Page excerpt:
= = = =
Clicking through menus slows you down. When you're deep in a testing session, running tests and switching tabs should be instant. That's why we added keyboard shortcuts to Probefish.
The Problem with Mouse-Only Navigation
Testing workflows involve repetitive actions:
- Run tests → check results → tweak prompt → run again
- Switch between Test Cases, Validation, and History tabs
- Save changes frequently
Each mouse movement breaks your flow. Power users know that keyboard shortcuts are the difference between feeling productive and feeling stuck.
What We Built
Probefish now supports global keyboard shortcuts with a command palette and help overlay - similar to VS Code, Slack, and other tools you already use.
Command Palette (Cmd+K)
Press Cmd+K (or Ctrl+K on Windows/Linux) to open a searchable command menu:
| Category | Command | Shortcut |
|---|---|---|
| General | Open command palette | ⌘ + K |
| General | Show keyboard shortcuts | ⌘ + ? |
| General | Save current item | ⌘ + S |
| Testing | Run tests | ⌘ + ↵ |
| Navigation | Go to Test Cases tab | ⌘ + 1 |
| Navigation | Go to Validation tab | ⌘ + 2 |
Start typing to filter commands, then press Enter to execute.
Quick Reference (Cmd+/)
Forgot a shortcut? Press Cmd+/ to see all available keyboard shortcuts in a clean overlay:
| General | Shortcut | Navigation | Shortcut |
|---|---|---|---|
| Open palette | ⌘ + K | Test Cases | ⌘ + 1 |
| Show help | ⌘ + ? | Validation | ⌘ + 2 |
| Save | ⌘ + S | LLM Judge | ⌘ + 3 |
| Testing | Settings | ⌘ + 4 | |
| Run tests | ⌘ + ↵ | History | ⌘ + 5 |
| Compare | ⌘ + 6 |
Available Shortcuts
Global (Works Everywhere)
| Shortcut | Action |
|---|---|
Cmd+K |
Open command palette |
Cmd+/ |
Show keyboard shortcuts help |
Cmd+S |
Save current changes |
Test Suite Page
| Shortcut | Action |
|---|---|
Cmd+Enter |
Run tests immediately |
Cmd+1 |
Switch to Test Cases tab |
Cmd+2 |
Switch to Validation tab |
Cmd+3 |
Switch to LLM Judge tab |
Cmd+4 |
Switch to Settings tab |
Cmd+5 |
Switch to History tab |
Cmd+6 |
Switch to Compare tab |
On Windows/Linux, use Ctrl instead of Cmd
Real-World Workflows
The Rapid Iteration Loop
When refining a prompt, you'll run tests dozens of times:
1. Edit test case inputs
2. Cmd+S to save
3. Cmd+Enter to run tests
4. Cmd+5 to check history
5. Cmd+1 to go back to test cases
6. Repeat
All without touching the mouse.
The Review Workflow
When reviewing test results across tabs:
1. Cmd+1 → Review test cases
2. Cmd+2 → Check validation rules
3. Cmd+3 → Verify LLM Judge config
4. Cmd+5 → Analyze historical runs
5. Cmd+6 → Compare model performance
Six tabs in six keystrokes.
= = = =
Records supplied:
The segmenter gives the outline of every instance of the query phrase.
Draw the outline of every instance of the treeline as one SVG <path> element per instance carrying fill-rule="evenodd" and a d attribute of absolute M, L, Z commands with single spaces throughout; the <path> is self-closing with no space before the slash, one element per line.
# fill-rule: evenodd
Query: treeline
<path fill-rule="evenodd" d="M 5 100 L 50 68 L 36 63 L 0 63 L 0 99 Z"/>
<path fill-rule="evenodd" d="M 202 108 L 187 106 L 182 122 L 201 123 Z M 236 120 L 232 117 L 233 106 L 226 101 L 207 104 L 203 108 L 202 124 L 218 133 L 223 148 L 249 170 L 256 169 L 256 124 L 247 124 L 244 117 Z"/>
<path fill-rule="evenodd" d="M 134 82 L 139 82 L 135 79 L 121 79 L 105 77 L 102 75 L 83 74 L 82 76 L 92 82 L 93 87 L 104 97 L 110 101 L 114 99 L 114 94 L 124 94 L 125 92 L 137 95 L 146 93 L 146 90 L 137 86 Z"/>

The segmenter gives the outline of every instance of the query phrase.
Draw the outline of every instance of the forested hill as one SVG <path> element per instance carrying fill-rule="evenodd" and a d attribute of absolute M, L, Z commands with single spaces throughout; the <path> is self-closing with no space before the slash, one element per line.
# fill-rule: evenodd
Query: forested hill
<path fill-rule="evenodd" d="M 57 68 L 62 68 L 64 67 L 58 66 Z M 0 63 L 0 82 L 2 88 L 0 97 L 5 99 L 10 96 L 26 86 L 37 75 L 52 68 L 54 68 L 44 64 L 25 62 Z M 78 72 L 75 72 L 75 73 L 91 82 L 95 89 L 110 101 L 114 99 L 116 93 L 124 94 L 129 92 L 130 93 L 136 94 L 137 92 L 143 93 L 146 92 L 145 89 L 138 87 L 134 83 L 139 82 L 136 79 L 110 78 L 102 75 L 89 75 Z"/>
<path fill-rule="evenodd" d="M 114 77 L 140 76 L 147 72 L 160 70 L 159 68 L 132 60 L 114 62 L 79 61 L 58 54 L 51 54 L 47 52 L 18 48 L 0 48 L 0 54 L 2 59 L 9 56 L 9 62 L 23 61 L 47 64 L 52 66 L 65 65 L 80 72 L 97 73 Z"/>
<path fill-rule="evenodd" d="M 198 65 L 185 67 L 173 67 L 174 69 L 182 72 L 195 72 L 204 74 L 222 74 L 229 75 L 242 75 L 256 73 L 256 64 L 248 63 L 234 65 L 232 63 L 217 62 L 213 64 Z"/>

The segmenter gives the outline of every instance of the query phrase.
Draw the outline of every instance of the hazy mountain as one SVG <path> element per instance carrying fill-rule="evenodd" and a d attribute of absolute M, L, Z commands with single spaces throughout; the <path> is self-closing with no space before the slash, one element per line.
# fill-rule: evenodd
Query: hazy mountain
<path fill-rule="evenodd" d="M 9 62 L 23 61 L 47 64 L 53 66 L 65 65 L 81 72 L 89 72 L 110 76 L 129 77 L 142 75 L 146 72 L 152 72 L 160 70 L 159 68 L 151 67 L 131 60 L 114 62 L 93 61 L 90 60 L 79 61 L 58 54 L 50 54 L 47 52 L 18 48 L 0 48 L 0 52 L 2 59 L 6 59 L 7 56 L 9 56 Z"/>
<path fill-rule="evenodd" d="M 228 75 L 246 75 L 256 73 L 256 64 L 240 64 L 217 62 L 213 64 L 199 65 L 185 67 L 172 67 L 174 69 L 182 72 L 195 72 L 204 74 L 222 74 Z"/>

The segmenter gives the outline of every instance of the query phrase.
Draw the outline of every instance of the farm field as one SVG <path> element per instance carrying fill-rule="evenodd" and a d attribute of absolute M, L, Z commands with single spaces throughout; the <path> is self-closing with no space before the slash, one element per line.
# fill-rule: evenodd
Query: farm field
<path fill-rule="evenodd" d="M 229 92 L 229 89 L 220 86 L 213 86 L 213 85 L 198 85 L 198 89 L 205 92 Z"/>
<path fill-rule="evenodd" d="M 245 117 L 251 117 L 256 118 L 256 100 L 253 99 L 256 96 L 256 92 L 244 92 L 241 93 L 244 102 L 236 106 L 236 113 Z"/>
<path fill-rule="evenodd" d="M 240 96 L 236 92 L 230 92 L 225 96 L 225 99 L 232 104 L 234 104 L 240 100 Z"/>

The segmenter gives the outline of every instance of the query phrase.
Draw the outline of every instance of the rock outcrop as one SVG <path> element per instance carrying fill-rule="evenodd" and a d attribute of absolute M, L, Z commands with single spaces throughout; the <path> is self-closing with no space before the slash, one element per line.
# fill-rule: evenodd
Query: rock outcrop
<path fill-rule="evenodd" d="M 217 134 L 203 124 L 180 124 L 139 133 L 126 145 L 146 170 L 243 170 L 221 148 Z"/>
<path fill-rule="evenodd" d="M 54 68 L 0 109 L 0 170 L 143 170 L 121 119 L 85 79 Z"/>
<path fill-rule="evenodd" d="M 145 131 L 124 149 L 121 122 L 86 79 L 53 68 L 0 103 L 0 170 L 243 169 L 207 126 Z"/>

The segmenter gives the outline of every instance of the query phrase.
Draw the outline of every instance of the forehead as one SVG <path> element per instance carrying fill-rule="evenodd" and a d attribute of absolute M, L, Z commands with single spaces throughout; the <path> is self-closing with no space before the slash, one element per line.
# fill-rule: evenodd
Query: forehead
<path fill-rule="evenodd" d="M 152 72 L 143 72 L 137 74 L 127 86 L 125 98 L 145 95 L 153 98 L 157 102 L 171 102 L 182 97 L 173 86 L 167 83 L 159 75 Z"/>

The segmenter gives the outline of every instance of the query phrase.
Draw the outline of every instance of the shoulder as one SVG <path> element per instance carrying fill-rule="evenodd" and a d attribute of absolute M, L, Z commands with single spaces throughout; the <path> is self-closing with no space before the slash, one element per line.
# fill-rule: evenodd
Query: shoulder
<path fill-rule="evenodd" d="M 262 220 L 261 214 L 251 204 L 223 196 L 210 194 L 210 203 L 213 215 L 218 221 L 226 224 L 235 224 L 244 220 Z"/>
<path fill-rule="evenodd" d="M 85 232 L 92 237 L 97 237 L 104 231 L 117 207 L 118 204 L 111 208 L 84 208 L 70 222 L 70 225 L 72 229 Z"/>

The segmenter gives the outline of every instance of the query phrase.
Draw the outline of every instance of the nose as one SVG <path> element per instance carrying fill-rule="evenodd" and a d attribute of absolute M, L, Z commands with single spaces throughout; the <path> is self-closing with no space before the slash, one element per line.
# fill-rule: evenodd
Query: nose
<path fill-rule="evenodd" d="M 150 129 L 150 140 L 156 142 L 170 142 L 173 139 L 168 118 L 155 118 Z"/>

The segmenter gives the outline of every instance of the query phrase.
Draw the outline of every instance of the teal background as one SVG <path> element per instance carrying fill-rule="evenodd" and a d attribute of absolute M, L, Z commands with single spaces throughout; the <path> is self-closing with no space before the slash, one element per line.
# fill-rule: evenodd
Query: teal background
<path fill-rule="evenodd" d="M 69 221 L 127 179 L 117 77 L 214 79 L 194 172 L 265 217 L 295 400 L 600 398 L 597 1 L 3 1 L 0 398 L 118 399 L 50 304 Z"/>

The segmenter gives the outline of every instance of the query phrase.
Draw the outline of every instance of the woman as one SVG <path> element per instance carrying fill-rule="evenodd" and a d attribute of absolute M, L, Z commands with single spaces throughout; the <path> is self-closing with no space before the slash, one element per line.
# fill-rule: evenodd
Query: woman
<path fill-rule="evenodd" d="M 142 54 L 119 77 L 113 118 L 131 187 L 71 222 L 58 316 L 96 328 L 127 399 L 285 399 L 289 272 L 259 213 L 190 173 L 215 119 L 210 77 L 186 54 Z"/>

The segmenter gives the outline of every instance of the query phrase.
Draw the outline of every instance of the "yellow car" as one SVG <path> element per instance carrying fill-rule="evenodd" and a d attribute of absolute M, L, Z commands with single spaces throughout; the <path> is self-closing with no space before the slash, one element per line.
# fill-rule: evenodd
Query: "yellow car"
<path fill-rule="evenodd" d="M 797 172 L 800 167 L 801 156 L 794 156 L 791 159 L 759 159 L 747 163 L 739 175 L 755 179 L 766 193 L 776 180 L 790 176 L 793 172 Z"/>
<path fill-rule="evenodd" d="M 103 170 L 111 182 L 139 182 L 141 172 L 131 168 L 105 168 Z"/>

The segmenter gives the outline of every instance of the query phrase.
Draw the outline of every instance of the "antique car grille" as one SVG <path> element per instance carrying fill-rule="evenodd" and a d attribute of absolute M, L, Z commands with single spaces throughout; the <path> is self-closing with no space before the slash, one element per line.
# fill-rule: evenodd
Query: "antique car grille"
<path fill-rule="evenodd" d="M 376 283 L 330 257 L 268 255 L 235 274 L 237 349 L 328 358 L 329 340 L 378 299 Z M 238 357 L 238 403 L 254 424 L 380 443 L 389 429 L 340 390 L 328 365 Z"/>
= = = =
Exercise requirements: Reproduce word for word the part of the Probefish keyboard shortcuts text starting at "Clicking through menus" and ending at "Command Palette (Cmd+K)".

Problem solution:
Clicking through menus slows you down. When you're deep in a testing session, running tests and switching tabs should be instant. That's why we added keyboard shortcuts to Probefish.
The Problem with Mouse-Only Navigation
Testing workflows involve repetitive actions:
- Run tests → check results → tweak prompt → run again
- Switch between Test Cases, Validation, and History tabs
- Save changes frequently
Each mouse movement breaks your flow. Power users know that keyboard shortcuts are the difference between feeling productive and feeling stuck.
What We Built
Probefish now supports global keyboard shortcuts with a command palette and help overlay - similar to VS Code, Slack, and other tools you already use.
Command Palette (Cmd+K)